(Ejercicios propuestos):
1. Según el relato de los bombardeos, ¿qué cayó dentro de la jarra de cristal sin romperla?
2. Cita del relato de los bombardeos el pasaje que comienza en "El comedor de" y acaba en "menos, así pensábamos.".
3. Prolonga el relato de los bombardeos a partir de su última oración.

El comedor de nuestra casa recibió el impacto de varias balas de cañón, dejando boquetes en la pared, además del destrozo de la mayor parte de la vajilla y los vasos. Inconcebiblemente, en una jarra de cristal había caído un pedazo de ladrillo sin romperla, y nosotros la guardábamos como un trofeo de guerra. Al paso de los días, ya los bombardeos no nos asustaban tanto y, aunque bajábamos al sótano, lo hacíamos con naturalidad, y siempre tratábamos de llevar las cosas más necesarias: sobre todo agua y algo de comer. En varias ocasiones nos sorprendió la llegada de los aviones en medio de la comida, así que cada uno cogía su plato antes de bajar al sótano, creo que lo poco que había para comer no era para desperdiciarlo por una bomba más o menos, así pensábamos.
Los días iban transcurriendo sin que los republicanos pudiesen tomar la ciudad, y la vida había que organizarla para poder sobrevivir sin enloquecer. Las escuelas estaban cerradas pues no se podía caminar por las calles. Mi madre decidió, con la ayuda de las hermanas, seguir con las lecturas y el estudio, además de enseñarnos las más diversas tareas: bordar, tejer, escribir cuentos cuando había electricidad, realizar juegos con las manos o las cartas, y otras muchas cosas. Había que entretener a cuatro niños, la mayor de diez años y la menor de cinco. En las largas estancias en el sótano, la tarea más repetida era la de tejer, pues hasta con la luz de un mechero se puede llevar el hilo de lana a las agujas. Llegamos a saber hacerlo muy bien, incluso mi hermano, el que era más difícil de controlar. Mi madre tejía con gran habilidad con cinco agujas, de pequeño tamaño cada una, con las cuales se tejen tapetes circulares y llegamos a aprender y manejarlas muy bien.

(Listado mostrado):

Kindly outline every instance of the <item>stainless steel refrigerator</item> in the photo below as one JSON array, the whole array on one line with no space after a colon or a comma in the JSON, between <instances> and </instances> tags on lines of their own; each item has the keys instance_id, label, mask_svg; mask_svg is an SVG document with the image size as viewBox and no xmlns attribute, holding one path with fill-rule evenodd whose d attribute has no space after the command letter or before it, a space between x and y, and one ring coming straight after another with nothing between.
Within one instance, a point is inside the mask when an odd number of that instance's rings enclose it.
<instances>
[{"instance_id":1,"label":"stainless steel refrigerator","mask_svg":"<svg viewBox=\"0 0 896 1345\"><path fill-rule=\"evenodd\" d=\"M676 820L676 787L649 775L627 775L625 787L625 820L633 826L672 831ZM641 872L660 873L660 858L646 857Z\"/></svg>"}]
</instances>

(Respuestas):
1. Un pedazo de ladrillo.

2.
El comedor de nuestra casa recibió el impacto de varias balas de cañón, dejando boquetes en la pared, además del destrozo de la mayor parte de la vajilla y los vasos. Inconcebiblemente, en una jarra de cristal había caído un pedazo de ladrillo sin romperla, y nosotros la guardábamos como un trofeo de guerra. Al paso de los días, ya los bombardeos no nos asustaban tanto y, aunque bajábamos al sótano, lo hacíamos con naturalidad, y siempre tratábamos de llevar las cosas más necesarias: sobre todo agua y algo de comer. En varias ocasiones nos sorprendió la llegada de los aviones en medio de la comida, así que cada uno cogía su plato antes de bajar al sótano, creo que lo poco que había para comer no era para desperdiciarlo por una bomba más o menos, así pensábamos.

3.
Lo otro más difícil era entretener los estómagos de esos niños, y los suyos propios, pues la comida iba siendo cada vez más escasa; llegamos a tener que desayunar cocimiento de alpiste, primero con azúcar y luego sin azúcar. Creo que todos pasábamos hambre, pero como es lógico, yo recuerdo la mía en particular. En el edificio había una madre sola con un niño de brazos, su esposo estaba en las filas de los milicianos de la República, y todavía le quedaban unas latas de harina lacteada para alimentar al bebé. El niño, como casi todos, no terminaba de tomarse el pomo de la leche y yo tenía la costumbre de quedarme a su lado mientras él ejecutaba la acción de beber, para cuando al final, si dejaba una onza o dos en el biberón, su mamá le quitaba el chupete para que yo tomase el resto. No sé si alguno de mis hermanos hizo algo semejante, pero yo recuerdo que esperaba ese momento con ansia, tal vez por ser entre todos, la más saludable y hambrienta. Cuando ya yo tenía veinte años y nació mi primer hijo en Cuba, me recomendaron darle harina lacteada; ya tenía dormida en mi memoria el hambre de aquellos días de la infancia, pero cuando probé el preparado que le iba a brindar a mis hijo, el corazón me dio un vuelco y comenzó a latir apresuradamente: tenía ante mí la niña de siete años que esperaba los restos del biberón del bebé vecino. Los olores y sabores, así como la vista, actúan como un resorte de la memoria en un momento dado, y eso me había ocurrido al olor y sabor de aquella harina lacteada de mi hijo.